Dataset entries
* * * * * * *
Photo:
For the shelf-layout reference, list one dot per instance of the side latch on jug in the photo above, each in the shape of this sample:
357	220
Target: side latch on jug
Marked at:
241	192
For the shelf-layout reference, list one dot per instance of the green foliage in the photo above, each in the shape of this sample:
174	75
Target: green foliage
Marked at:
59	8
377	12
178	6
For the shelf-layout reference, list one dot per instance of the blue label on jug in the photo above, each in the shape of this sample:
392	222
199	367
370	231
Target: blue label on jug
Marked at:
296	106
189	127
* * * * * * *
THE EXERCISE: Write out all of these lines again, requests included, and decrease every coordinate in the marked points by 47. Leave the sample coordinates in the requests unchanged.

CORRECT OUTPUT:
Photo:
For the shelf-layout reference, list one dot per instance of the side latch on jug in the photo above, each in the shape of this sample:
357	220
Target: side latch on jug
Marked at:
194	145
For the shelf-layout reference, list one dot per instance of the green foliage in the photo above, each in the shape of this sample:
174	75
Target: green foliage
Marked at:
12	-39
330	-35
131	-41
For the shelf-layout reference, list one dot per instance of the blue label on jug in the photo above, each in the shape of this sample:
392	222
199	367
370	231
Target: blue label on jug
Marked at:
249	59
142	80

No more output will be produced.